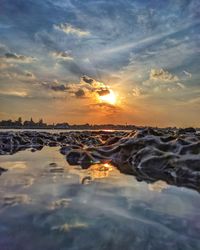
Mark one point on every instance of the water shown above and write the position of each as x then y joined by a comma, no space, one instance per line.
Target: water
44,206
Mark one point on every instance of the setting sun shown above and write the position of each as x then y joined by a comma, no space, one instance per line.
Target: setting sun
109,98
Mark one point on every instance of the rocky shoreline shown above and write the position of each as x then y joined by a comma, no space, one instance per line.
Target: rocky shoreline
171,155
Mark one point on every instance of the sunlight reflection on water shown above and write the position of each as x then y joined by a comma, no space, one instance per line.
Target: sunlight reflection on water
43,205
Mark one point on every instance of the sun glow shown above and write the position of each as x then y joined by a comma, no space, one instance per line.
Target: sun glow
109,98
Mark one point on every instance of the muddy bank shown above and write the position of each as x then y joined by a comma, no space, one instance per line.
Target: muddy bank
172,155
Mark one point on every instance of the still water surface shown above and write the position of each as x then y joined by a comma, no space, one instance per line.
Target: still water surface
45,206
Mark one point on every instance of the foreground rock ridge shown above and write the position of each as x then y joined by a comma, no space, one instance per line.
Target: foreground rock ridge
171,155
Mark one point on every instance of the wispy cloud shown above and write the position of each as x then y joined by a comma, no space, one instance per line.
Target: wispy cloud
62,55
13,57
69,29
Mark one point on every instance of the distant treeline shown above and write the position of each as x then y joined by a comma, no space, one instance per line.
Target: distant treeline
19,124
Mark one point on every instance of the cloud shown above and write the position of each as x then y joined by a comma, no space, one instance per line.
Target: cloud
62,55
162,75
13,57
55,86
137,91
80,93
14,93
18,75
105,108
69,29
187,74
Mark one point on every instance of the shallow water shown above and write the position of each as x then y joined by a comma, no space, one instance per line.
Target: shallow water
44,205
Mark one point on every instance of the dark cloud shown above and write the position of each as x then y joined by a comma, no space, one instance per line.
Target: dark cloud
103,92
87,79
15,57
80,93
64,55
56,86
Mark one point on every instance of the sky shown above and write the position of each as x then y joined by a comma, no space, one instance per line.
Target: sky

### Exercise
Look through the entries above and quote exactly the lines from the line with "Target: distant treeline" to the line with "Mark one point on every instance of the shallow", counting both of those lines.

### Answer space
Target: distant treeline
19,124
Mark one point on every instance of the cloud shown above and write the position of each as x then y joined by a comma, no space, one instance per line.
Target: cloud
62,55
162,75
13,57
55,86
137,91
80,93
14,93
18,75
105,108
69,29
187,74
Mark one point on every instance of the shallow water shown above and write the position of each as x then y joined by a comma, no space, one instance per line.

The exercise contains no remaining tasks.